(SELECTED EXTRACT begins)

Friday, April 23, 2010


I paid my quite reasonable air fare, and then I went looking for travel insurance. At almost 85 I expected it to be heavy, budgeted to spend a thousand dollars. But the quotes the travel agent found were ridiculous to the point of obscenity. $4,400 with an eleven hundred dollar excess, meaning if I broke my leg I would have to pay most of the cost myself. We bargained it down to half what they quoted, but I discovered quite a lot of unsavoury information about the travel insurance racket. I now regard it as several degrees lower than used car sales.
As I rang around looking for competitive quotes I discovered that many sellers of travel insurance are offshoots of the same underwriter. When I gave my name they would log on, they knew my age, my ‘existing medical conditions’ and their quotes were identical, though not as outrageous as the initial quote. The web page of one firm, who advertise special rates for members of the Society of Authors repeatedly, lost my connection the moment they learned my age. The fact that I have been travelling overseas for twenty years without claiming anything mattered not a jot. It seems to me they were not assessing risk, they only saw a chance to ring a ruinous premium out of an aged client.
Some years ago my eldest sister booked one last round the world trip, I don’t know what she paid for travel insurance, but she was assured that she had ‘unlimited cover’. She broke her kneecap in Singapore, hobbled around England and finally, on the point of collapse reached her daughter in Boston. You’ve heard of Boston General? One of the great hospitals of the world. They had a new technique, laser surgery, and were sure they could fix my sister’s knee. But her Insurance company insisted she return to New Zealand and see her G.P. first. SIX MONTHS LATER my sister spent four weeks in Bowen hospital in Wellington having an artificial kneecap inserted. She was never free from pain again, and the unlimited insurance cover turned out to be less than five thousand dollars.

(SELECTED EXTRACT ends)
(PROVIDED DATA begins)

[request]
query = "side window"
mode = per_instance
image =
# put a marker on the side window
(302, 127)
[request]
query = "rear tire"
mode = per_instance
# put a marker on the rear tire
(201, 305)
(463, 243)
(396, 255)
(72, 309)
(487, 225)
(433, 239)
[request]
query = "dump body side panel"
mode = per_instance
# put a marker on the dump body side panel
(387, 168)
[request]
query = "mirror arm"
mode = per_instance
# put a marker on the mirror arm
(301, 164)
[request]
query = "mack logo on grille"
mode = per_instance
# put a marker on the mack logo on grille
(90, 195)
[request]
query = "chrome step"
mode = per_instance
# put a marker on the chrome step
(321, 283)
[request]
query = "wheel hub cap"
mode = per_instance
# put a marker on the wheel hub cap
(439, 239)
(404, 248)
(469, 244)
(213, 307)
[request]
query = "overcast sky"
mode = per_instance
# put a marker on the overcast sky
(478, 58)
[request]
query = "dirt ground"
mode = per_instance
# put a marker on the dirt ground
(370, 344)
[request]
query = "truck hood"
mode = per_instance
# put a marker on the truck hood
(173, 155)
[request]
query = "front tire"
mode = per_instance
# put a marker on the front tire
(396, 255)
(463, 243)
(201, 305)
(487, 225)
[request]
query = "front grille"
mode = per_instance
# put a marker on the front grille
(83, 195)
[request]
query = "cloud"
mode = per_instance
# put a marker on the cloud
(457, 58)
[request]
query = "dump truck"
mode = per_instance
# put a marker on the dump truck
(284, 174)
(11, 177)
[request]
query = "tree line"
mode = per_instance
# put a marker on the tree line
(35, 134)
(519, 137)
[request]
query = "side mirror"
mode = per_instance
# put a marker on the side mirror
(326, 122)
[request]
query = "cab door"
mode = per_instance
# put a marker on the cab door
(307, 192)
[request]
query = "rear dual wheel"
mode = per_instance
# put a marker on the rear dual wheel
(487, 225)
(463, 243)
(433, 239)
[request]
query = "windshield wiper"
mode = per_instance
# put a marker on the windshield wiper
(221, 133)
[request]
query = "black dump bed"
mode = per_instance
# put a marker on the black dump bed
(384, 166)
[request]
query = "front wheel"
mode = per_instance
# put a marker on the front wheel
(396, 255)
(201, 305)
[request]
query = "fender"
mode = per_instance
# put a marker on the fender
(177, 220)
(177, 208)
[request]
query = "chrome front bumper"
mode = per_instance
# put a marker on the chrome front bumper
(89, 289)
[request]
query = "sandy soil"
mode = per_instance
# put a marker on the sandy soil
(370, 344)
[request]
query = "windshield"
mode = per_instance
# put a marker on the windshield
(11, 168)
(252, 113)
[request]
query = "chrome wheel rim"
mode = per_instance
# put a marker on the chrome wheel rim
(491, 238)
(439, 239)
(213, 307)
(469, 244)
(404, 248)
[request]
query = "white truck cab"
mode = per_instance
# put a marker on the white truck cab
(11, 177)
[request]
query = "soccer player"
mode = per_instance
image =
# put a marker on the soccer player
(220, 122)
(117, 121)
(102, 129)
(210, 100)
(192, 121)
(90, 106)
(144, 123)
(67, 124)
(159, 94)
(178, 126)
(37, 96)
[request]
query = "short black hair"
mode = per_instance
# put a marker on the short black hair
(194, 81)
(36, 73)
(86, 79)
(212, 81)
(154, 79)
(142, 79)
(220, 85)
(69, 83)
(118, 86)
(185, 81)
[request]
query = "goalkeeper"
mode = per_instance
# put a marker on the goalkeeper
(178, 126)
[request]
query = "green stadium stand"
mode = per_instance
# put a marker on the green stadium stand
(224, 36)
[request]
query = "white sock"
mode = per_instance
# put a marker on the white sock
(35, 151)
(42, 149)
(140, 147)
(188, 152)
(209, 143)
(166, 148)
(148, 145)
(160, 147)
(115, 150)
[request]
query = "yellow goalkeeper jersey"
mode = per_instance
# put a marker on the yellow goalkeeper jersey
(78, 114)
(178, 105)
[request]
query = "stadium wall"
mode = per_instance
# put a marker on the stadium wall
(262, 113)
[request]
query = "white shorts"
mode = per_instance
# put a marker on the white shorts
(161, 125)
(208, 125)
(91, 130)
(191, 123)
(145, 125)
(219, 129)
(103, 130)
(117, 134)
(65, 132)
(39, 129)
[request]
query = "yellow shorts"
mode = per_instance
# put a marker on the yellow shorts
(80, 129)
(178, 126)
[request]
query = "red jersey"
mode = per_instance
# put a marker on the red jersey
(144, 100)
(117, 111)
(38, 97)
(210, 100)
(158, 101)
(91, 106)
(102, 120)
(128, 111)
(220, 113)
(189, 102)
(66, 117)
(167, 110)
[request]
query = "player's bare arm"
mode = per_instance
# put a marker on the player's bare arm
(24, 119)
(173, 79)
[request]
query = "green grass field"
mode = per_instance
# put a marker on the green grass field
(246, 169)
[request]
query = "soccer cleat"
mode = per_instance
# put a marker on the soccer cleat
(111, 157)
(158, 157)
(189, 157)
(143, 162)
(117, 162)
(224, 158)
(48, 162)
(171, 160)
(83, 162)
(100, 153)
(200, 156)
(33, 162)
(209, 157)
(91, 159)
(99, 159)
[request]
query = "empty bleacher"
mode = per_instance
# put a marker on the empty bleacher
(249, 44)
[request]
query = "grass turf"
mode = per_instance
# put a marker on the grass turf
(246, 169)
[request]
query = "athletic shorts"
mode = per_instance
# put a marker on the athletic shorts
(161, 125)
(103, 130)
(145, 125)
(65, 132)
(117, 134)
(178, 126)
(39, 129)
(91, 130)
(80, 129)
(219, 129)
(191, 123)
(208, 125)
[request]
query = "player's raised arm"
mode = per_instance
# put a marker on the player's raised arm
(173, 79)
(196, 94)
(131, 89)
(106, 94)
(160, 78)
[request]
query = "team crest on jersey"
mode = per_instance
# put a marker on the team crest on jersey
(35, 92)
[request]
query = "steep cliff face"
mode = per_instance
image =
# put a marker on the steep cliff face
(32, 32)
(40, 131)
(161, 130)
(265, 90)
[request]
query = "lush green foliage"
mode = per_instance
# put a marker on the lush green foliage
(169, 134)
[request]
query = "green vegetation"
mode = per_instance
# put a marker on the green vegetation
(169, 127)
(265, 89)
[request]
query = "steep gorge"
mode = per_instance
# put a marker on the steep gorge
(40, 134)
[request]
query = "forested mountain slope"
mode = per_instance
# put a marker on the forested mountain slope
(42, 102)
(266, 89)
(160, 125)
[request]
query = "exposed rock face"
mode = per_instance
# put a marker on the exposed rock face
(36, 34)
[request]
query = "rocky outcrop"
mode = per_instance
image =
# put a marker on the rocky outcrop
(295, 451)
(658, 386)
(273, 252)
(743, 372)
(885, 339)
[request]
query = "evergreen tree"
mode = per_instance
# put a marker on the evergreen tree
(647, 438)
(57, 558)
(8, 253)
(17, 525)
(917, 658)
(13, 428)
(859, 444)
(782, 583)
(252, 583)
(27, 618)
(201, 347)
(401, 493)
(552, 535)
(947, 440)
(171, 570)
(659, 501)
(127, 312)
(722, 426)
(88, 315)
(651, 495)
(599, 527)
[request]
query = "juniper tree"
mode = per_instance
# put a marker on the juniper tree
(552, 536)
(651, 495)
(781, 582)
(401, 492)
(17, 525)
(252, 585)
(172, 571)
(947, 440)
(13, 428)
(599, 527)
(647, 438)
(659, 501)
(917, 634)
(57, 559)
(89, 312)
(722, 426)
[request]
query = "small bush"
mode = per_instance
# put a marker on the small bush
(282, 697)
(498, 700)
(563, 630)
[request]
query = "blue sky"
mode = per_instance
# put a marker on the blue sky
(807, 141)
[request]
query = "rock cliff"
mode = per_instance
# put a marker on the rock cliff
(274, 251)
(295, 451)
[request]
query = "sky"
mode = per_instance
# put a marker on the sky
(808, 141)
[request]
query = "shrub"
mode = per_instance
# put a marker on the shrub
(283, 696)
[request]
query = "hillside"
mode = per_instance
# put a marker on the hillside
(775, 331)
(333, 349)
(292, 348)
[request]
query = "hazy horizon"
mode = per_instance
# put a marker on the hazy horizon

(PROVIDED DATA ends)

DESCRIPTION OF THE TASK
Translate this sentence from the post on travel insurance into Spanish: "She was never free from pain again, and the unlimited insurance cover turned out to be less than five thousand dollars."

OUTPUT FOR THIS EXERCISE
Nunca volvió a estar libre de dolor, y la cobertura ilimitada del seguro resultó ser de menos de cinco mil dólares.